=== EXTRACTED RECORDS ===
+ + + +
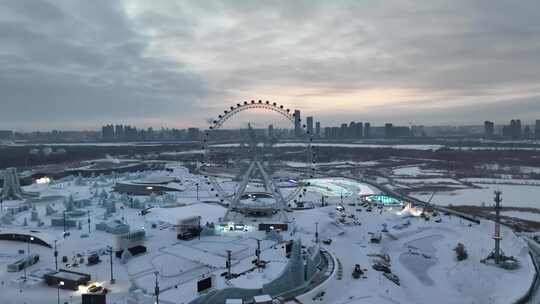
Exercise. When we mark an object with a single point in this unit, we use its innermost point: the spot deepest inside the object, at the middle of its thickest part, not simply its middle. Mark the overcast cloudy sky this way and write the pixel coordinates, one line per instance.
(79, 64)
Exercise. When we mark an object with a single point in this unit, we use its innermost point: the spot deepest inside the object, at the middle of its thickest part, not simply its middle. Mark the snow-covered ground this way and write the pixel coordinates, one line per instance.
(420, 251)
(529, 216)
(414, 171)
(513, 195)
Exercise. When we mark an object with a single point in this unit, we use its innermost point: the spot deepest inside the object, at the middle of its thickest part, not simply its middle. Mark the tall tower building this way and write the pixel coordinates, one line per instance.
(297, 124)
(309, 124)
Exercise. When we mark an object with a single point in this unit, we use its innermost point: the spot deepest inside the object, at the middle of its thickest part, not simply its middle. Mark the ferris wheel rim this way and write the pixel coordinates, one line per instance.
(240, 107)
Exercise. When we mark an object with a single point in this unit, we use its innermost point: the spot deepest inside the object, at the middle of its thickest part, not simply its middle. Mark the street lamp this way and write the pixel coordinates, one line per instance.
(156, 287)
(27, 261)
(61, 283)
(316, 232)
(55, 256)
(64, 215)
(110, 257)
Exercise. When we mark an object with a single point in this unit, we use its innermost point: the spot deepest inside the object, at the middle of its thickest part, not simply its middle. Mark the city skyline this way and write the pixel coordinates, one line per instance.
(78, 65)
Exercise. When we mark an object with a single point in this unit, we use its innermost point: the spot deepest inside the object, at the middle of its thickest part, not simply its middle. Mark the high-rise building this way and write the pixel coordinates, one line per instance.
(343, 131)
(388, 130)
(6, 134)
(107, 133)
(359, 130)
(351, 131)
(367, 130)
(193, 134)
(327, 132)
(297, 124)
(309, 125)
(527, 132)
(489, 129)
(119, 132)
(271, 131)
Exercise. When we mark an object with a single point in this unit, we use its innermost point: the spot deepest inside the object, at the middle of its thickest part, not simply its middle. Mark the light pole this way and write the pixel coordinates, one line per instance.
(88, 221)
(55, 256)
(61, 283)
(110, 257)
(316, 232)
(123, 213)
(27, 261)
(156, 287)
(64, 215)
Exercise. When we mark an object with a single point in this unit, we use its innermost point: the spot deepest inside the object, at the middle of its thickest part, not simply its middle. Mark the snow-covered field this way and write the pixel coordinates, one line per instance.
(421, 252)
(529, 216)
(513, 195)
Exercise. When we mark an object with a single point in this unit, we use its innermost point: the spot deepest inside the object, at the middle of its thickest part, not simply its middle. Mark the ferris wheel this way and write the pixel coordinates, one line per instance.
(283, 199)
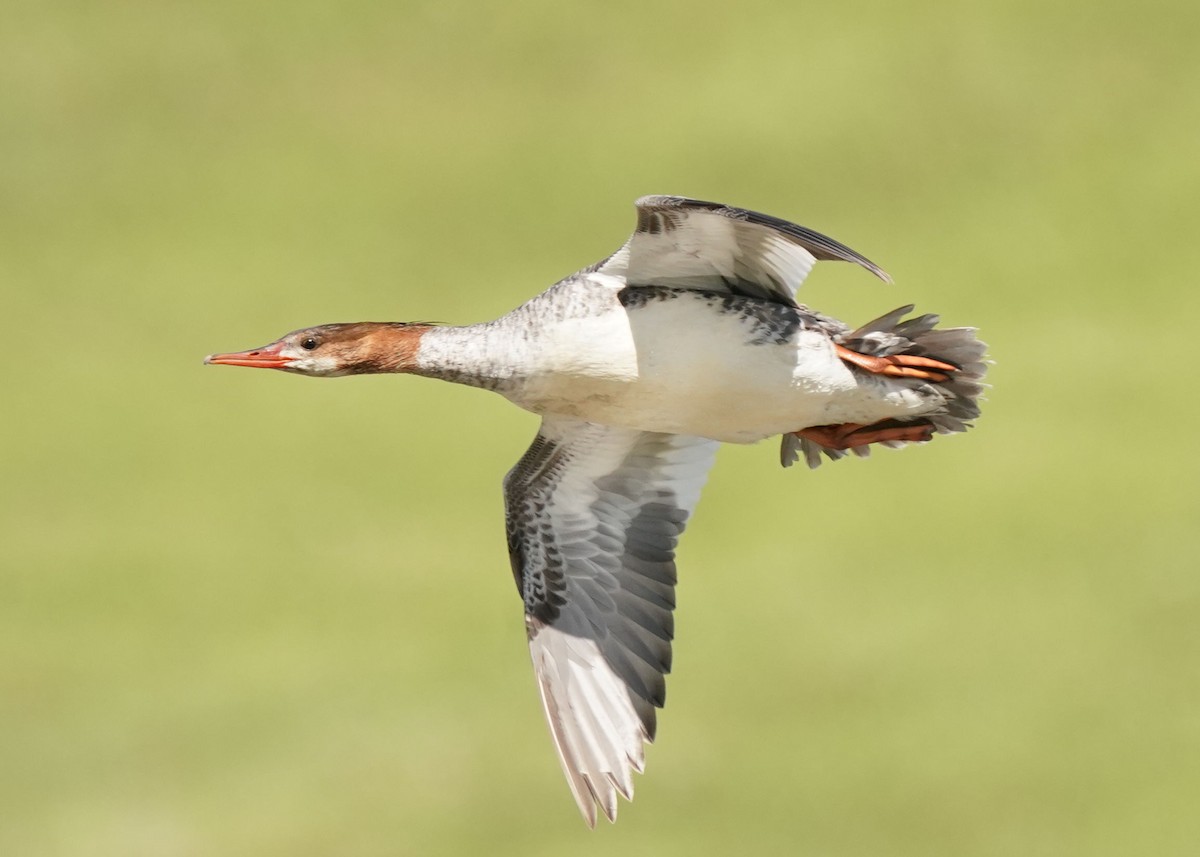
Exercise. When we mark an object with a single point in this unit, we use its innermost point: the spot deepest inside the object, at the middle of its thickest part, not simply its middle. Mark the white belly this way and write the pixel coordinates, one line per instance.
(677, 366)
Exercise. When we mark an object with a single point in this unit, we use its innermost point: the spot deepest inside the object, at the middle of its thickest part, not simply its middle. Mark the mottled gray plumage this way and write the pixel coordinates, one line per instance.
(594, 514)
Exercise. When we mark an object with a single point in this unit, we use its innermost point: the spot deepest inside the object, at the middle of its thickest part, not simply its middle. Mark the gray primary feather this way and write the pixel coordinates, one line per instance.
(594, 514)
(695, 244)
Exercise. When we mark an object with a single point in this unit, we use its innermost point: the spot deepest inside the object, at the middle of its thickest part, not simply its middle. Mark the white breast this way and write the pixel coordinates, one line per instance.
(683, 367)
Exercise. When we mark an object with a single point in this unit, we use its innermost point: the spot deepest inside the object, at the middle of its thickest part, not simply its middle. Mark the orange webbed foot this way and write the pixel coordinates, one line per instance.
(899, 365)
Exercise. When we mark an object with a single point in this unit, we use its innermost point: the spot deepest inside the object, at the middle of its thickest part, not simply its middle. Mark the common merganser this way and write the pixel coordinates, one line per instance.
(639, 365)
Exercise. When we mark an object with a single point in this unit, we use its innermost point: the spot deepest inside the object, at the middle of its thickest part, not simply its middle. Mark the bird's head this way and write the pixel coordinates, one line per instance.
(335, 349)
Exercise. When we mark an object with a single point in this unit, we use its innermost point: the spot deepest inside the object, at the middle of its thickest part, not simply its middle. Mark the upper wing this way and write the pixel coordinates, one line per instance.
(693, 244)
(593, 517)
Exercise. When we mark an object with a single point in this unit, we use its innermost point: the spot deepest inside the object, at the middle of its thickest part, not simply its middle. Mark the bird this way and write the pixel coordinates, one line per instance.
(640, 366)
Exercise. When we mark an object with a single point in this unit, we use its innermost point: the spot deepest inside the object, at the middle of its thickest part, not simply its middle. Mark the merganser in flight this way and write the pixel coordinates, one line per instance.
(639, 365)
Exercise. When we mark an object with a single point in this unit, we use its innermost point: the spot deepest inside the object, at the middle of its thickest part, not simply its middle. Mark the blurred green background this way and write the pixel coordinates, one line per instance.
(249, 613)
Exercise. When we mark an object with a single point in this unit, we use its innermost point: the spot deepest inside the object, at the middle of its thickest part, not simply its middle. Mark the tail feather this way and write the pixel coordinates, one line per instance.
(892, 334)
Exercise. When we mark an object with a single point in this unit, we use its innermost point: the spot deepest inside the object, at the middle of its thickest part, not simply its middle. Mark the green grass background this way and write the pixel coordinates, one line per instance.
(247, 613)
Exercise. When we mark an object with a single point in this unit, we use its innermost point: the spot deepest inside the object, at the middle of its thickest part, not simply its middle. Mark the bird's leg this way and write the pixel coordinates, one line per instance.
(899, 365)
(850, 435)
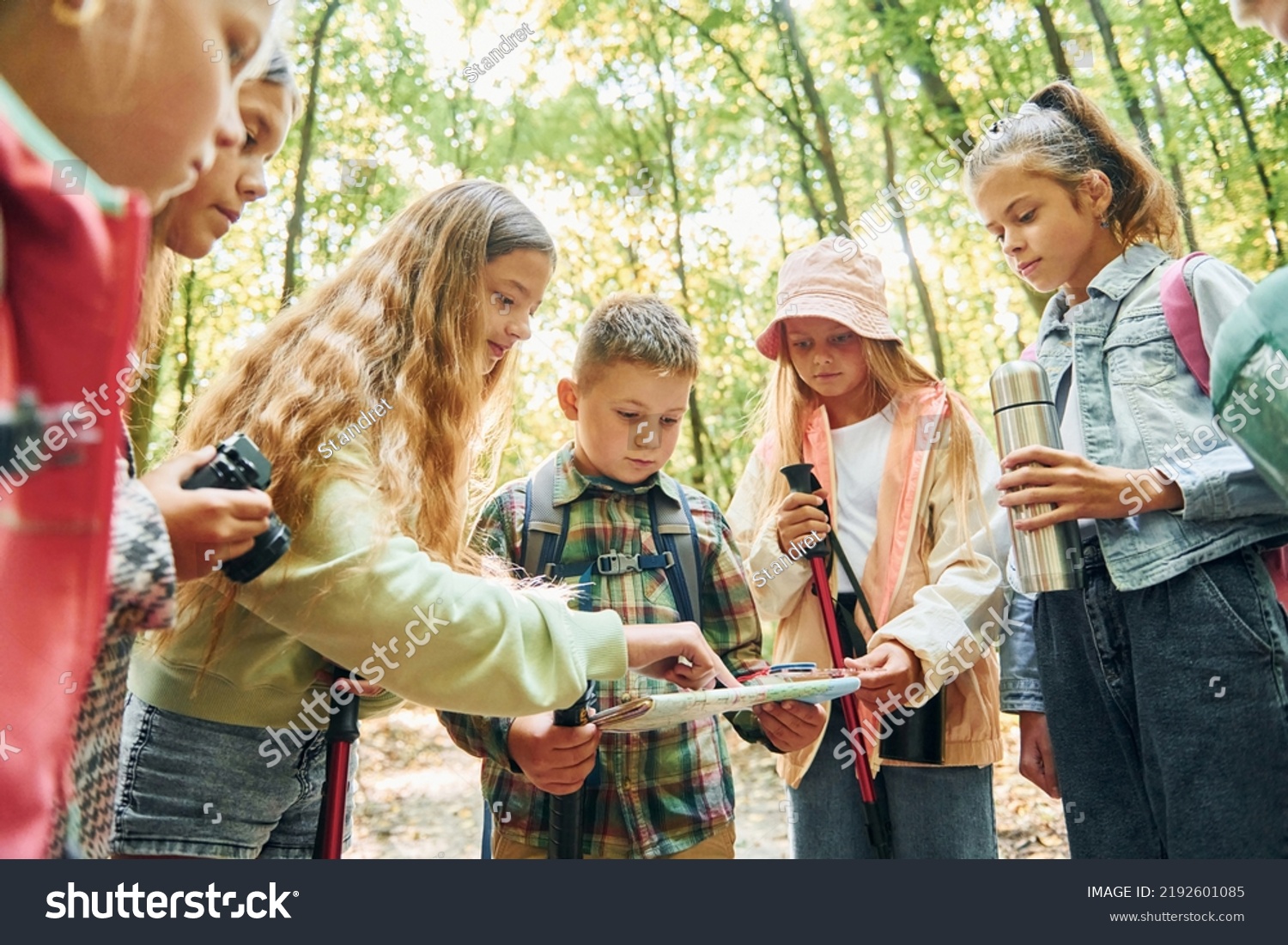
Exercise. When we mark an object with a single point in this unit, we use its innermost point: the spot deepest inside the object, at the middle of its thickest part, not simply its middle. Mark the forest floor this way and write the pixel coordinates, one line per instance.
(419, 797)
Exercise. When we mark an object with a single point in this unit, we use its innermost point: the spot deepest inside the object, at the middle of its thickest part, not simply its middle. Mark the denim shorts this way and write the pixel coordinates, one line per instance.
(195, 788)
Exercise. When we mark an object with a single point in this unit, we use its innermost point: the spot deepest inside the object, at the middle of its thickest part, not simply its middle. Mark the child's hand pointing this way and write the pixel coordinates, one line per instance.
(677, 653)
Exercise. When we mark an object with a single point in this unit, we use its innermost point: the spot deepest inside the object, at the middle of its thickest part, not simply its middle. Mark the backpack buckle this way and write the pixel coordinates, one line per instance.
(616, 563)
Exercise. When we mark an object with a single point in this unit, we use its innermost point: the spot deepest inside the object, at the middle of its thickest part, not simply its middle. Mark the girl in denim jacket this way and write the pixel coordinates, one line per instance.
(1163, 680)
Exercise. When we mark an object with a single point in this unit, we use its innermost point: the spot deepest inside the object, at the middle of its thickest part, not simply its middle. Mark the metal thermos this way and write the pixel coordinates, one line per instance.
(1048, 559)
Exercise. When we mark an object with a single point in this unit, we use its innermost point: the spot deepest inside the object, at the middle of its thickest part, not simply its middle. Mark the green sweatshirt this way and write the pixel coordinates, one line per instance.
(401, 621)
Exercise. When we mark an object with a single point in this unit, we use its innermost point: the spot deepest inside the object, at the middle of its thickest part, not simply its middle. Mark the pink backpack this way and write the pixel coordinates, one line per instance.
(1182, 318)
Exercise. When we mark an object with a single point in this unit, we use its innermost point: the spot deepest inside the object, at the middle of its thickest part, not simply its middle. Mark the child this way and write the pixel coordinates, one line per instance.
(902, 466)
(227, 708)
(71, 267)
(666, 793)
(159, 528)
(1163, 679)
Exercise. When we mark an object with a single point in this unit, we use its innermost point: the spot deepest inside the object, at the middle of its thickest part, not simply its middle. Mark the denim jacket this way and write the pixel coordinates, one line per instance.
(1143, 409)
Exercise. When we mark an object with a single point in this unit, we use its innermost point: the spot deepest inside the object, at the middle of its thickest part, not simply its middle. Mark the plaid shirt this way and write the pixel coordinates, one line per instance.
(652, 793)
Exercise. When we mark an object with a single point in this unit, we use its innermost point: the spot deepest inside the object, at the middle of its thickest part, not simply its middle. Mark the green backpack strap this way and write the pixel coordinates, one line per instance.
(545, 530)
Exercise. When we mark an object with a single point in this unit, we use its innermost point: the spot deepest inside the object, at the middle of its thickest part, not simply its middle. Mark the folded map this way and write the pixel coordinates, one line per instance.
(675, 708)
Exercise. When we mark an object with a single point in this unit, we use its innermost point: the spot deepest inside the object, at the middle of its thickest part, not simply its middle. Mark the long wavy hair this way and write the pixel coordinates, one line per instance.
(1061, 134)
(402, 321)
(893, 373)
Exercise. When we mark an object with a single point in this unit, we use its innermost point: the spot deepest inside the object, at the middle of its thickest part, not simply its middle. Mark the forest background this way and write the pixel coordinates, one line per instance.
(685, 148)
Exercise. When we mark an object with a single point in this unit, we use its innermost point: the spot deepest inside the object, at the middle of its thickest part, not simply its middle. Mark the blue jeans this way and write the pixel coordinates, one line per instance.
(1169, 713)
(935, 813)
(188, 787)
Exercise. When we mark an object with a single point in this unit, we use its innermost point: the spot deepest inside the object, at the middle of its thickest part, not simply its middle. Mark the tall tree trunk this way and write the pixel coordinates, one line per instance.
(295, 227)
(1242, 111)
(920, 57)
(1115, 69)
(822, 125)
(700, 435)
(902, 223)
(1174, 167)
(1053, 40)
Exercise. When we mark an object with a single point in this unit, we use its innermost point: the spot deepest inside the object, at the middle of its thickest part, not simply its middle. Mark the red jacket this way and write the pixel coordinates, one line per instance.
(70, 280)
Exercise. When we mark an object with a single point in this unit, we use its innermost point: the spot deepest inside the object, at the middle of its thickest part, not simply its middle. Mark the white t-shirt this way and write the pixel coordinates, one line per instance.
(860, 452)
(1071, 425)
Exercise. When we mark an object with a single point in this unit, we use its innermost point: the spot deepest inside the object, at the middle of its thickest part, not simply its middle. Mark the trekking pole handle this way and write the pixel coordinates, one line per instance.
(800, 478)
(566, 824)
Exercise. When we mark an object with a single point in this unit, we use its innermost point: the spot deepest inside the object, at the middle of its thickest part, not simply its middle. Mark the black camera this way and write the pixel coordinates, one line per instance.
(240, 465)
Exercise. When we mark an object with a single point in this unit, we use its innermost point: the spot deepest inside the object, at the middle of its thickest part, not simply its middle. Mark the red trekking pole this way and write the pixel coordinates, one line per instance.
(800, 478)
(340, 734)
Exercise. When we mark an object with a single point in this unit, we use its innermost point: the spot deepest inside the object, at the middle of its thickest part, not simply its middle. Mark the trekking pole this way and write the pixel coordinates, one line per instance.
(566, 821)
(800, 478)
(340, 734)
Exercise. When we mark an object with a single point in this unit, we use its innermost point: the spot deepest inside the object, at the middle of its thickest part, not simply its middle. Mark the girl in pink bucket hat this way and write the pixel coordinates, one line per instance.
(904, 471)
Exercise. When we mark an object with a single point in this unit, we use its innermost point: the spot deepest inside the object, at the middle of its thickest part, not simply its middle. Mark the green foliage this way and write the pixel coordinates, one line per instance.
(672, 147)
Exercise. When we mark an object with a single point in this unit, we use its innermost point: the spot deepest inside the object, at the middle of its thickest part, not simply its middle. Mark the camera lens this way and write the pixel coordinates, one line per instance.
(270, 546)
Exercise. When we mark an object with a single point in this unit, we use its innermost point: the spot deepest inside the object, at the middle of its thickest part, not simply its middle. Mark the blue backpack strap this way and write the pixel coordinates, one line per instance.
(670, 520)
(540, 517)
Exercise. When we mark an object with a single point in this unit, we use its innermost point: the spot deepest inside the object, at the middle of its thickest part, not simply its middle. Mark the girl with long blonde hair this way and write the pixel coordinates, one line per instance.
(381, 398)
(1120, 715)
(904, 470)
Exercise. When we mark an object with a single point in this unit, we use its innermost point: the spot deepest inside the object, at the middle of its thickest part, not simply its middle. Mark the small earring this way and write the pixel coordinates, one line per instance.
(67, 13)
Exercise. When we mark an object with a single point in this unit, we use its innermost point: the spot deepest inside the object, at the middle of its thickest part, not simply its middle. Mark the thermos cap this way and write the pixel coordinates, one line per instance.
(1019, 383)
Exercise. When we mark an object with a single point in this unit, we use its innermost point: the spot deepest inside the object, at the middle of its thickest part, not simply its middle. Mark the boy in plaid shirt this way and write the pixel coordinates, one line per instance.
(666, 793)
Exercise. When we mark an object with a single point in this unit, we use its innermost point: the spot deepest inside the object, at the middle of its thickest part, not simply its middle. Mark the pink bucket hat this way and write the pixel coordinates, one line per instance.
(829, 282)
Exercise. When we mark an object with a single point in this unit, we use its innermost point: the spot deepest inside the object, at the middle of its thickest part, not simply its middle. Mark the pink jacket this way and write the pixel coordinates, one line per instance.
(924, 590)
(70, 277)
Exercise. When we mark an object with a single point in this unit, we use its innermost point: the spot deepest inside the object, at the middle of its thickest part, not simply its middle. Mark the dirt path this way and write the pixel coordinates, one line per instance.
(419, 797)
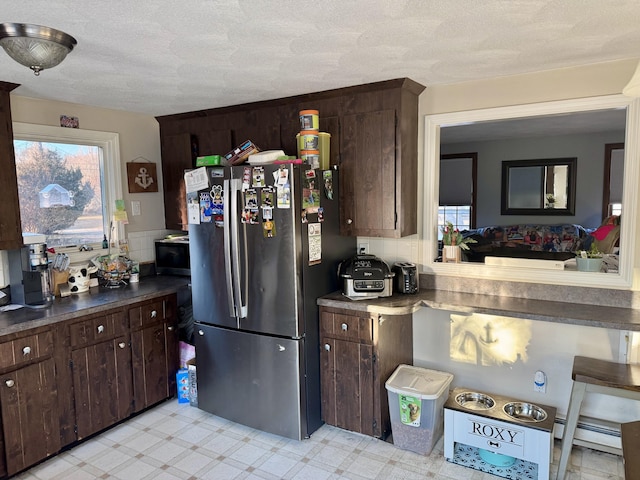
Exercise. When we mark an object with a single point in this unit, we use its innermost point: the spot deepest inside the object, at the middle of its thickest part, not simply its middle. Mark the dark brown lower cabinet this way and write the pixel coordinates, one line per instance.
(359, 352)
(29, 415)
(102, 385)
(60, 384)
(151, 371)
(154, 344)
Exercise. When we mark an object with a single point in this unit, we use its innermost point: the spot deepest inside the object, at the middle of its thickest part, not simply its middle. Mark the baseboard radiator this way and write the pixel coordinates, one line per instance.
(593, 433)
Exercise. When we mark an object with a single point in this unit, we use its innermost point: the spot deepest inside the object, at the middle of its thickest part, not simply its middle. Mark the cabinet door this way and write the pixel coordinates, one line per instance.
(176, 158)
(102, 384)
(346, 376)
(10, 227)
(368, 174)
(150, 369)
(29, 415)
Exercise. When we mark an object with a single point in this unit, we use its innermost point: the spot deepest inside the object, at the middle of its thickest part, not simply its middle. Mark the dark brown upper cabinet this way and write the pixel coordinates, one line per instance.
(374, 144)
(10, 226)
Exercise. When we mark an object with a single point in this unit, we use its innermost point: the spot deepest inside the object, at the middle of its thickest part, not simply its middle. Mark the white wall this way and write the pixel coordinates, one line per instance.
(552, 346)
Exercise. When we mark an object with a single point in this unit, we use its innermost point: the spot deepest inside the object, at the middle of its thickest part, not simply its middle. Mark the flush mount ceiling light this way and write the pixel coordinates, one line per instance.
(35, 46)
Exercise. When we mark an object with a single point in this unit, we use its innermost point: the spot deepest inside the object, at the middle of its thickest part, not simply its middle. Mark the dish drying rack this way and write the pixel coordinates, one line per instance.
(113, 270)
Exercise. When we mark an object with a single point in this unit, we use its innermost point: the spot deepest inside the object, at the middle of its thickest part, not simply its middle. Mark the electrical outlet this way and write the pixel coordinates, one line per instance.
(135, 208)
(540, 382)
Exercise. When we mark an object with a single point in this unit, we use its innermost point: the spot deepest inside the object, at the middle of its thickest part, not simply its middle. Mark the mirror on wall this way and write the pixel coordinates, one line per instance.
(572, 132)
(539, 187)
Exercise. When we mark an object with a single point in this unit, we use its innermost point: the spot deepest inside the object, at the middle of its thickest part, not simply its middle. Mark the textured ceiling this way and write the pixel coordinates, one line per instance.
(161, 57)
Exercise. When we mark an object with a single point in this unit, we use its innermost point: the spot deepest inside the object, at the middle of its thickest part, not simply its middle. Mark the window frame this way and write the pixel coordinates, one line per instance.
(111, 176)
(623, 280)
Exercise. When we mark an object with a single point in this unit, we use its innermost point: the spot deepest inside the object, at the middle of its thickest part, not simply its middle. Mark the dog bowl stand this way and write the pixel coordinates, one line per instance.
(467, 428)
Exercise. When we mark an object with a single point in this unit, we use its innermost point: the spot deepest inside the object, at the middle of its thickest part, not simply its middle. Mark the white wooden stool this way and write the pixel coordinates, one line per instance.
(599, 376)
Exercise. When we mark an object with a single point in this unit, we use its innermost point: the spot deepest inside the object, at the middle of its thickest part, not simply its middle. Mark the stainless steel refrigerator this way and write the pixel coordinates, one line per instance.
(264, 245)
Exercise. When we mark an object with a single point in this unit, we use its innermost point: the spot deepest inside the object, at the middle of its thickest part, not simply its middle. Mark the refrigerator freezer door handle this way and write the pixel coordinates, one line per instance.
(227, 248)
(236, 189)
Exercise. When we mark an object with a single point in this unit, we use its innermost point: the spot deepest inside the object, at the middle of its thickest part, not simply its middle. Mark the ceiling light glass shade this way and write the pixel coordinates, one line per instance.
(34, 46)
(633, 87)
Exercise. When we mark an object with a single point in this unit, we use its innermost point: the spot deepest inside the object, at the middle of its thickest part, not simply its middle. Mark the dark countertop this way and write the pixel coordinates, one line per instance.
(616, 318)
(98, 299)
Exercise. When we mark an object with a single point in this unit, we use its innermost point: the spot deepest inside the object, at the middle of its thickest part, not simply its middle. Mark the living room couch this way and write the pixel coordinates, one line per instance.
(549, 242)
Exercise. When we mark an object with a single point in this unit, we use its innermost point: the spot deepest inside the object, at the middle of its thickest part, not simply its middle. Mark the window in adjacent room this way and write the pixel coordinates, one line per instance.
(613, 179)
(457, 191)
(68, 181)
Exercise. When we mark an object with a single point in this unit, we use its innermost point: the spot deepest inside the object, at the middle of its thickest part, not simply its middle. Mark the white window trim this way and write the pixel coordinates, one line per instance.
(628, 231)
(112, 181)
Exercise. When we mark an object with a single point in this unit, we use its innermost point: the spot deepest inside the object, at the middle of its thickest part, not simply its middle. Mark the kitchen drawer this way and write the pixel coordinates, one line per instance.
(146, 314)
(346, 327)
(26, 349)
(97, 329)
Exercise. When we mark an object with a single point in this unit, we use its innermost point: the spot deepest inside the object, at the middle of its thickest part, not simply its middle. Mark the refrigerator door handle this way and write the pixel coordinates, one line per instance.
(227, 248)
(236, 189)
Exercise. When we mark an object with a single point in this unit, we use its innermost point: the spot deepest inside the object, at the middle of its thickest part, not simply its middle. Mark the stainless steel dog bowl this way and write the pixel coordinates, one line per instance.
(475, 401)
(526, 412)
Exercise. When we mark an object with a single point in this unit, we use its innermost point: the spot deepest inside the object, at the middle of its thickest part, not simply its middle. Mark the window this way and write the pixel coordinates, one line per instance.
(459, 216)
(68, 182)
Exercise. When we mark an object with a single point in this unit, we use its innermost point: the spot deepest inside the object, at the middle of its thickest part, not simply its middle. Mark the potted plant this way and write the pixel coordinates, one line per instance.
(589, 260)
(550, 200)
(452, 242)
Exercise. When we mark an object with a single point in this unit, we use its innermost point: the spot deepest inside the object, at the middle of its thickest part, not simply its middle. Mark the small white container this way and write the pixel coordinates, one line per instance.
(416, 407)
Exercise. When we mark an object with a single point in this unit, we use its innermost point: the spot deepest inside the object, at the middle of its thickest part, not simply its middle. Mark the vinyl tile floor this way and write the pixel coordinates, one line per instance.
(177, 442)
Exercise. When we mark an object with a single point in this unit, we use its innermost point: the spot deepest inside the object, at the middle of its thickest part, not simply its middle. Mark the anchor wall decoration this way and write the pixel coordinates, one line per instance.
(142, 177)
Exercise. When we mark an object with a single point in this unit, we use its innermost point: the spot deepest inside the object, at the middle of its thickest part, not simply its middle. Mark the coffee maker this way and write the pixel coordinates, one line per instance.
+ + + +
=== GIVEN TASK ===
Return, unchanged, the lines of the material above from the line containing "the pink backpack" through the line containing "(1143, 409)", inclusive.

=== WRITTEN SOLUTION ===
Exercise. When we mark an object with a single point in this unit, we use its innermost point: the spot deepest inside the object, at the middle of its thickest part, not simply its middle. Mark the pink backpack this way and write the pixel coordinates, one line per instance.
(1182, 318)
Exercise. When we mark an object with a single point in this unit, we use its innermost point: the spot deepest inside the object, at the middle of its thickest part, not simply its middle. Mark the child this way and write the pixel coordinates, one line per instance.
(902, 466)
(227, 708)
(71, 267)
(666, 793)
(159, 528)
(1163, 679)
Exercise. When we mark an object with a single point in this unit, we use its innermost point: the spot deepest inside the object, at the middle of its thickest part, not simply its middle. Mark the denim jacket this way and write the pixel coordinates, one line per instance.
(1143, 409)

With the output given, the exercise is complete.